YOUR OBJECTIVE - Restate the entries below in full, exactly as they read, but without pictures.
*** RECORDS PROVIDED
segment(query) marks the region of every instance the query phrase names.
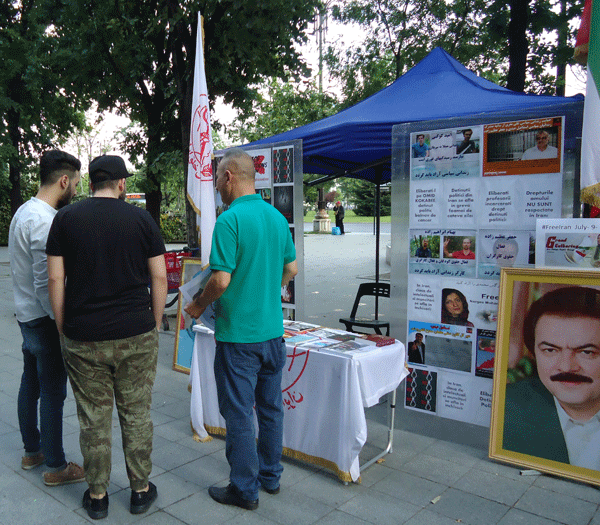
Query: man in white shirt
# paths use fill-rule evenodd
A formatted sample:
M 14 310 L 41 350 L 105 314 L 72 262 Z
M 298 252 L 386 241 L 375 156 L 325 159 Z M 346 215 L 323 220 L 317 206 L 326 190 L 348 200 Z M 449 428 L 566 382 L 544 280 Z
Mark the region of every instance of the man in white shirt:
M 600 471 L 600 291 L 548 292 L 523 336 L 538 377 L 507 385 L 504 448 Z
M 555 159 L 558 155 L 558 149 L 554 146 L 549 146 L 549 141 L 550 135 L 548 135 L 547 131 L 538 131 L 535 136 L 536 145 L 526 149 L 521 160 Z
M 15 213 L 8 235 L 15 311 L 23 336 L 23 375 L 17 402 L 25 470 L 46 463 L 49 486 L 83 481 L 83 469 L 67 463 L 62 441 L 67 373 L 48 296 L 46 240 L 57 209 L 77 192 L 81 163 L 52 150 L 40 160 L 40 189 Z M 39 428 L 38 428 L 39 401 Z

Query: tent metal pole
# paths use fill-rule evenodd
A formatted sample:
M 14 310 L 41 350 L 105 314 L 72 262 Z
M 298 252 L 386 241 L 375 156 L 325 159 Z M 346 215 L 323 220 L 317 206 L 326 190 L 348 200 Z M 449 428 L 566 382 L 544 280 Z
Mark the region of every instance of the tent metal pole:
M 381 236 L 381 175 L 383 167 L 375 168 L 377 192 L 375 193 L 375 282 L 379 286 L 379 238 Z M 375 295 L 375 320 L 379 319 L 379 295 Z

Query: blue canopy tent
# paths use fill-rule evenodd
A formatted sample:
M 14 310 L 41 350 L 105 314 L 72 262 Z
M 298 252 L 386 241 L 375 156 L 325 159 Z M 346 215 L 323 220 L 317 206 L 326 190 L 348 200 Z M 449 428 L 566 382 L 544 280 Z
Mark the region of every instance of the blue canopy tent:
******
SOLUTION -
segment(query) marks the region of every instance the query phrase names.
Query: man in white shirt
# paths use fill-rule evenodd
A formatted sample:
M 14 310 L 41 350 L 105 314 L 72 262 Z
M 298 252 L 386 241 L 375 156 L 325 159 Z M 346 215 L 323 220 L 317 206 L 326 190 L 348 200 Z M 449 428 L 566 382 L 544 280 Z
Mark the region of every instance of the man in white shirt:
M 600 471 L 600 291 L 548 292 L 523 336 L 538 377 L 507 385 L 504 448 Z
M 555 159 L 558 155 L 558 149 L 554 146 L 549 146 L 549 141 L 550 135 L 548 135 L 547 131 L 538 131 L 535 136 L 536 145 L 526 149 L 521 160 Z
M 15 213 L 8 235 L 15 311 L 23 336 L 23 375 L 17 402 L 25 470 L 46 463 L 49 486 L 83 481 L 83 469 L 67 463 L 62 441 L 67 373 L 48 296 L 46 240 L 57 209 L 77 192 L 81 163 L 52 150 L 40 160 L 40 189 Z M 39 428 L 38 428 L 39 401 Z

Query: tent metal pole
# paths use fill-rule evenodd
A formatted sample:
M 14 310 L 41 350 L 105 314 L 72 262 Z
M 298 252 L 386 241 L 375 156 L 325 159 Z M 346 215 L 323 220 L 317 206 L 326 190 L 348 200 Z M 449 428 L 566 382 L 544 280 Z
Mark the region of every instance of the tent metal pole:
M 381 236 L 381 175 L 383 167 L 375 168 L 377 192 L 375 193 L 375 282 L 379 286 L 379 238 Z M 375 295 L 375 320 L 379 319 L 379 295 Z

Query: blue canopy tent
# paths use fill-rule evenodd
A formatted sample:
M 14 310 L 41 350 L 105 314 L 72 262 Z
M 298 252 L 386 241 L 375 156 L 325 159 Z M 346 215 L 323 220 L 317 206 L 326 190 L 348 200 Z M 449 428 L 566 382 L 544 280 Z
Mark the region of every instance of the blue canopy tent:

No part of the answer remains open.